Shift every bounding-box coordinate by -59 in the records starting at the beginning and ending at the line containing "[317, 363, 384, 404]", and write out all of those lines again with every other word left unchanged.

- - -

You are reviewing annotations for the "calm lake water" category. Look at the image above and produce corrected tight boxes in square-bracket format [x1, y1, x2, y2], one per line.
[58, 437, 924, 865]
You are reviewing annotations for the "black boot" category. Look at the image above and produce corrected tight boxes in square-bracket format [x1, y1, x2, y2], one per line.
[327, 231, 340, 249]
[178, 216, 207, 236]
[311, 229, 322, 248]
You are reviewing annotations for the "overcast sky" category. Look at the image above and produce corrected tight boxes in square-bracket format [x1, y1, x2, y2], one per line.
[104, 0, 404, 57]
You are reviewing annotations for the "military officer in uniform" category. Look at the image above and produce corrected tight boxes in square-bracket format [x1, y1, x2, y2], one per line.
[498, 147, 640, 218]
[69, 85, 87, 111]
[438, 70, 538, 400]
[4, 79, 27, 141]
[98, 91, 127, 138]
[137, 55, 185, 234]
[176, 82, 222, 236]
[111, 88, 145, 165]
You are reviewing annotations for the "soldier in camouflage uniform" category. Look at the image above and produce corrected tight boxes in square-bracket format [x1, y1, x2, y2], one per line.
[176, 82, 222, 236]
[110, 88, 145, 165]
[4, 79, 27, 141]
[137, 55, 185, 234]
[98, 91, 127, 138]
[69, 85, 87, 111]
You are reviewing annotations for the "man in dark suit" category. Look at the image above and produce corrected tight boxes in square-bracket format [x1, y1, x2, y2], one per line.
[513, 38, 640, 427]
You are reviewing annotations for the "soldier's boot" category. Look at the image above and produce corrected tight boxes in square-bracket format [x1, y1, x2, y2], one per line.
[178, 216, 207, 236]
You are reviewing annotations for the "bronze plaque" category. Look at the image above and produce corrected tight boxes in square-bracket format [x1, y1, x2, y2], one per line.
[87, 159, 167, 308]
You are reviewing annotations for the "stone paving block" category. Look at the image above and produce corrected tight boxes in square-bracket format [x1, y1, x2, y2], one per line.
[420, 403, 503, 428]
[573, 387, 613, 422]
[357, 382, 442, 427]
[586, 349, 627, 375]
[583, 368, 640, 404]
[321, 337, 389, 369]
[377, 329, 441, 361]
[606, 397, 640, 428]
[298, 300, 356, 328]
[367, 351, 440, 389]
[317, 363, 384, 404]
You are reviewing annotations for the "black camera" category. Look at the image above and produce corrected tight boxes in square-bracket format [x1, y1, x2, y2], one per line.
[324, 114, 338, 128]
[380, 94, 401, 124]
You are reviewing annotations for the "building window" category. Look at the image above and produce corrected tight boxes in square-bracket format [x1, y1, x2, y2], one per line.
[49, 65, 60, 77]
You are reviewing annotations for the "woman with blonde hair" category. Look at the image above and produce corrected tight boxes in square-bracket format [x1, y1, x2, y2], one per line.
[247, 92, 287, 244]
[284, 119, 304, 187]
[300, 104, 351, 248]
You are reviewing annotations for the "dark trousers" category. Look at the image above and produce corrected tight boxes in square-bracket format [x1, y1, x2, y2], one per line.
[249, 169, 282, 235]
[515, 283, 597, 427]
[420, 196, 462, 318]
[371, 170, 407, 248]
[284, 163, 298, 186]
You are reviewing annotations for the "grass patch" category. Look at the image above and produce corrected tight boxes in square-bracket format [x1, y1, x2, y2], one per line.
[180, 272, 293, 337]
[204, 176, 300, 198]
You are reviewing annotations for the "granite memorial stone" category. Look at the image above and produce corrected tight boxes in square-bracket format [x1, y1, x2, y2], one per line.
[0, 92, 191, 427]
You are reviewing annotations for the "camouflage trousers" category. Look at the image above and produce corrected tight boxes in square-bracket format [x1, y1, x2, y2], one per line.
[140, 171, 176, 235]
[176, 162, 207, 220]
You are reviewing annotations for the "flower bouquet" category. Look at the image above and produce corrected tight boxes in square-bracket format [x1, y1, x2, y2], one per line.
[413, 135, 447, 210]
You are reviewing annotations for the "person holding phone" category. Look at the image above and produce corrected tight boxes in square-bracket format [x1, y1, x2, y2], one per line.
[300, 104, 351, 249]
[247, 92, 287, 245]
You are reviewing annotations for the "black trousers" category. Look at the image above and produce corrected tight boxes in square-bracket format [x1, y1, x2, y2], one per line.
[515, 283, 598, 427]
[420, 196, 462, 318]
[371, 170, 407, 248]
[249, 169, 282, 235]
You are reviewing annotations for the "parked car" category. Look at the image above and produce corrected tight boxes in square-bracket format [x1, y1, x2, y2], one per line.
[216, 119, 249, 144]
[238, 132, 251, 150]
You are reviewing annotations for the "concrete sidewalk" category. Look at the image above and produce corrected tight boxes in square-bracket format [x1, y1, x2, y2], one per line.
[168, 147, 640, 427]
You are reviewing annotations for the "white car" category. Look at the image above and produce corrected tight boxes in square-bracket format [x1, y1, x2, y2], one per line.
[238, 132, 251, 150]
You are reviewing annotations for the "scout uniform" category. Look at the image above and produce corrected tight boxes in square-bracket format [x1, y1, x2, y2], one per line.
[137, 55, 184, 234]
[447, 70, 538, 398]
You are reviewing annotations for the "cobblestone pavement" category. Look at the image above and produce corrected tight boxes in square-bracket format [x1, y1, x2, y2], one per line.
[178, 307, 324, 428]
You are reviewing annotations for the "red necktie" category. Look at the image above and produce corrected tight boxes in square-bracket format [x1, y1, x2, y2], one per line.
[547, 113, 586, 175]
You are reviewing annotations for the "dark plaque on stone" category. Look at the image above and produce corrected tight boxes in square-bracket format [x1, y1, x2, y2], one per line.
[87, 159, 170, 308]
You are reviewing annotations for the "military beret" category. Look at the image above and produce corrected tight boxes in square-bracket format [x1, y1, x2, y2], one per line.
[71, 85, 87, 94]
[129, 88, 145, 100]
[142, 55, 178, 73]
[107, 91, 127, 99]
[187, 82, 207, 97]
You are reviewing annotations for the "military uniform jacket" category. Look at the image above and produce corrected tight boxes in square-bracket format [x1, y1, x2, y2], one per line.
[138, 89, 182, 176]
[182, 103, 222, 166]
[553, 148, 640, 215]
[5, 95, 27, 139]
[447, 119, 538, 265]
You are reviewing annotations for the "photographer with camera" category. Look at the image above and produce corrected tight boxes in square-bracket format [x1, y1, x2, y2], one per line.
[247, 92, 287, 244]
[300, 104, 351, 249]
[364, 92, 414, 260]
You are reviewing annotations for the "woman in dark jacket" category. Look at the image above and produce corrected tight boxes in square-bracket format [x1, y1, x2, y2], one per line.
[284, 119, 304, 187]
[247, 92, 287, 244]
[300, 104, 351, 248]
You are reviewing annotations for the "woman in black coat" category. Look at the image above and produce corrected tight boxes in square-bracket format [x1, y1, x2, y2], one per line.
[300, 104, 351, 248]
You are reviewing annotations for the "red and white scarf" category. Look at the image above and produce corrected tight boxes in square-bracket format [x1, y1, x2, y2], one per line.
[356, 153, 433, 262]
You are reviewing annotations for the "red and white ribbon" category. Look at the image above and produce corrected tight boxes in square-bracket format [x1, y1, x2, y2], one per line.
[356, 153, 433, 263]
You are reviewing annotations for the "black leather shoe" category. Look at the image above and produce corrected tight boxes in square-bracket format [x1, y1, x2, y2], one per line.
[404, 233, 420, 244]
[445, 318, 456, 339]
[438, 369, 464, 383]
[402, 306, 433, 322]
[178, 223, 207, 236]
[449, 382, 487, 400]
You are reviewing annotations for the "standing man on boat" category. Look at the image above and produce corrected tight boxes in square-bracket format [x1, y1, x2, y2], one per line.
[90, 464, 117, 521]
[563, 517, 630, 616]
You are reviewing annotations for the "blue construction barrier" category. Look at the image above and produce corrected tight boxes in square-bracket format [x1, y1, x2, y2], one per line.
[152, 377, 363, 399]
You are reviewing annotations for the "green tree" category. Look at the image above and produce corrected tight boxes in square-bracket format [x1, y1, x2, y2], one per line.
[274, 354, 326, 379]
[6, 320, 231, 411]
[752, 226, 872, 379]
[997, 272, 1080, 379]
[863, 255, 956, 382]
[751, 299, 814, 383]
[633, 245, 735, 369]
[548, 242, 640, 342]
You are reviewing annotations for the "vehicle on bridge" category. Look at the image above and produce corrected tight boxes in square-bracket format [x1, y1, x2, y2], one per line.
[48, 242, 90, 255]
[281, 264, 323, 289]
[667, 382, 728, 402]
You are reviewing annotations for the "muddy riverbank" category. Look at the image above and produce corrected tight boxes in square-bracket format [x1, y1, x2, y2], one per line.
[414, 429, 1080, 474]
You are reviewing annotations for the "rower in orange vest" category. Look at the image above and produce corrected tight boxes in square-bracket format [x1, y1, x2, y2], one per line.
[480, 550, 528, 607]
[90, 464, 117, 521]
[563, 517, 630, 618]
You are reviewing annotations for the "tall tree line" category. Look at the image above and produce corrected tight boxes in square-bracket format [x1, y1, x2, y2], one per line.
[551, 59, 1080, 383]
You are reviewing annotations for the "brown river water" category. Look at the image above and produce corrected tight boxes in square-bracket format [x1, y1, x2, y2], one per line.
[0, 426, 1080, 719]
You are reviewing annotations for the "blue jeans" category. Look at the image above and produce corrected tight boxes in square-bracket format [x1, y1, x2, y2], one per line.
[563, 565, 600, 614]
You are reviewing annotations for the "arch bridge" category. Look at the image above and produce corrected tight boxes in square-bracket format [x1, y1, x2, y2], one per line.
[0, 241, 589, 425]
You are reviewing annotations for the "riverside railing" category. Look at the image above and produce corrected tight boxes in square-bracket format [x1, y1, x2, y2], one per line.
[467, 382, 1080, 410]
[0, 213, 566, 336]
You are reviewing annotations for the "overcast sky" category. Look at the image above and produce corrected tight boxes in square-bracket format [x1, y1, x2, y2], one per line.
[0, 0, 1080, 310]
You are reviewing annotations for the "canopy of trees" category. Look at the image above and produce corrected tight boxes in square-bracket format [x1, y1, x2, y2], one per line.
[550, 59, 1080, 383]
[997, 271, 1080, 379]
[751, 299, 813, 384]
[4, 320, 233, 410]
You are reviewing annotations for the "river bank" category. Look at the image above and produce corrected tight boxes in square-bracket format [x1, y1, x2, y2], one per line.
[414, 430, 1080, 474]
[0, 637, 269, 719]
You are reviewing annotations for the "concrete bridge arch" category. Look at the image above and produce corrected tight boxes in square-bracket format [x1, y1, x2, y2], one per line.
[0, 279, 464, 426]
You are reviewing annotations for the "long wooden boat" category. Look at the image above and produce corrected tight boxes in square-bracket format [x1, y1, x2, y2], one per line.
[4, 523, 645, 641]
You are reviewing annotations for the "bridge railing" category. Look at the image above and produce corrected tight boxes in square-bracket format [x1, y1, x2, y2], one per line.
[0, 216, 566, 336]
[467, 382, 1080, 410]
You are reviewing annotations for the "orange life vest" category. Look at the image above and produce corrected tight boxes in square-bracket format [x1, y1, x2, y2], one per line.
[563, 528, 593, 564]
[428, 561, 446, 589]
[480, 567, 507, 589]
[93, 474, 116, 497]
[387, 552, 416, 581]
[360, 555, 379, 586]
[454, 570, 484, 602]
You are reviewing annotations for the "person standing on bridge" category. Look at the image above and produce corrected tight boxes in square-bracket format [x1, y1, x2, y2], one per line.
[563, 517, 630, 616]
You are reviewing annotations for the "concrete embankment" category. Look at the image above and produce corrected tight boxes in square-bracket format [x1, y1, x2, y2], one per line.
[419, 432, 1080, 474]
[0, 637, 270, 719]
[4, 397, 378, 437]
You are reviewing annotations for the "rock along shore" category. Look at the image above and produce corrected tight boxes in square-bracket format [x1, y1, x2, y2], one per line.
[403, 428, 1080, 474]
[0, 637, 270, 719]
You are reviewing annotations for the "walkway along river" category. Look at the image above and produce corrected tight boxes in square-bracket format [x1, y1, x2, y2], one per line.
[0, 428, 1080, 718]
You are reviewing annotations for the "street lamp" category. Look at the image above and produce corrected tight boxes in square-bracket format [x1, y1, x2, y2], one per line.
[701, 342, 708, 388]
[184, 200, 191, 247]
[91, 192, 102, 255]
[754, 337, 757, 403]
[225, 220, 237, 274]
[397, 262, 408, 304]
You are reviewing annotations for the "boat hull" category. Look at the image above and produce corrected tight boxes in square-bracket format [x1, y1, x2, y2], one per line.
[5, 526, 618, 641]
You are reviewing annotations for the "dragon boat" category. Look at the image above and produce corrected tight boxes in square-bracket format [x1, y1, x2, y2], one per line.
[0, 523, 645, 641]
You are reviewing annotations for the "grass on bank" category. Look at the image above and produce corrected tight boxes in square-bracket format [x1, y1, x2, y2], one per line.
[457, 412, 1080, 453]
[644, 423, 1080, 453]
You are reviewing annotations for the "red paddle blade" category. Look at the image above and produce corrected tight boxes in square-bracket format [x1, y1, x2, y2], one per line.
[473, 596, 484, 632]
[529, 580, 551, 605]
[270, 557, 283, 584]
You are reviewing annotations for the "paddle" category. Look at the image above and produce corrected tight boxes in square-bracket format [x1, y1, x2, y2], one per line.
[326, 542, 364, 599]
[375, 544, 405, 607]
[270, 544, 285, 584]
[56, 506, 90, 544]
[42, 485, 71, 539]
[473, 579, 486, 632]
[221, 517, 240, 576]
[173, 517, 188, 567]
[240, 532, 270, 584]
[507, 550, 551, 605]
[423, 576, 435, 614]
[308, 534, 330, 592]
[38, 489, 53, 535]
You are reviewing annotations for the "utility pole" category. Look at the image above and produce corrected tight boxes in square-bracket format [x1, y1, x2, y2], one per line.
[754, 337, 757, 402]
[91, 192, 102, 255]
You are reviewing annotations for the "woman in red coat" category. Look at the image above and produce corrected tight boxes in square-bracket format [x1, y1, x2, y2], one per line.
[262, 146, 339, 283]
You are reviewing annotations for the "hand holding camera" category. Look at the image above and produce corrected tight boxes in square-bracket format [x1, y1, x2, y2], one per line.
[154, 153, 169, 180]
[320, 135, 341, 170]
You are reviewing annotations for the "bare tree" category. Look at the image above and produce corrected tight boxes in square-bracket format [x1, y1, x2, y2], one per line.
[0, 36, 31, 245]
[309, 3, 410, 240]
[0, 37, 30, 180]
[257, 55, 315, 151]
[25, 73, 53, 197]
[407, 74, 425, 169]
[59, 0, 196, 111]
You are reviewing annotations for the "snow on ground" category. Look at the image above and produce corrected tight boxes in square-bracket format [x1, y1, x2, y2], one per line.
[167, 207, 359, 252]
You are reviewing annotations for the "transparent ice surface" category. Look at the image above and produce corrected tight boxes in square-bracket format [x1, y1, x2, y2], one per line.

- - -

RESPONSE TO THE TASK »
You are reviewing annotations for the "calm lake water" category. Look at the image above and produce corrected tight boxes in square-bracket format [x1, y1, x2, y2], one per line.
[-1, 378, 865, 806]
You are reviewing annotations for the "black boot" category. Look at the image above and produce corrected tight boxes in square-bracket format [x1, y1, x2, y2], one per line.
[268, 172, 281, 190]
[119, 157, 148, 177]
[252, 170, 263, 189]
You are reviewing annotations for the "overcast sky" category. Look at the image above and produce corrected tight boxes in square-bracket format [x1, y1, x2, y2], one per line.
[45, -59, 345, -2]
You are reviewing annotations for the "military officer in uniform" category. Look at the image above and produce corrected tight boxes in square-bracket format [x1, y1, x2, y2], one per line.
[439, 88, 581, 159]
[10, 26, 28, 52]
[379, 11, 479, 341]
[-55, 20, -32, 82]
[39, 32, 68, 79]
[78, -4, 126, 175]
[117, 23, 163, 177]
[52, 29, 86, 106]
You are reviewing annotations for the "soldier in camouflage uniform" category. Look at the image above and produce corrected tight boxes in square-bracket format [x1, y1, x2, y2], one per line.
[117, 23, 163, 177]
[51, 29, 86, 106]
[-55, 20, -32, 82]
[78, -4, 126, 175]
[39, 32, 68, 79]
[10, 26, 28, 52]
You are reviewing annotations for the "man in dark suit" category. Look at the image above and produce corrected tight boxes in square-bracket format [x1, y1, x2, y2], one per line.
[454, -21, 581, 368]
You are reviewing annotations for the "soldier's boot" category. Look at the image above and produce corrected tight boxes in square-bracket format [x1, y1, x2, y2], one per line.
[119, 157, 148, 177]
You are reviewing annotations for the "bronze plaque" category. Look at the image above and produce corrected tight boxes in square-bracket format [x1, y1, x2, y2], one per line.
[28, 100, 108, 249]
You are reviewing annotations for the "stone paving block" category. Look at the image above and produce corrected tight boxes in square-bracket format [x1, y1, x2, y2], one per line.
[361, 344, 444, 369]
[514, 328, 554, 363]
[298, 323, 383, 368]
[527, 290, 568, 316]
[524, 309, 581, 345]
[262, 278, 330, 310]
[318, 270, 382, 302]
[547, 338, 581, 369]
[239, 241, 297, 269]
[308, 292, 381, 330]
[258, 304, 325, 345]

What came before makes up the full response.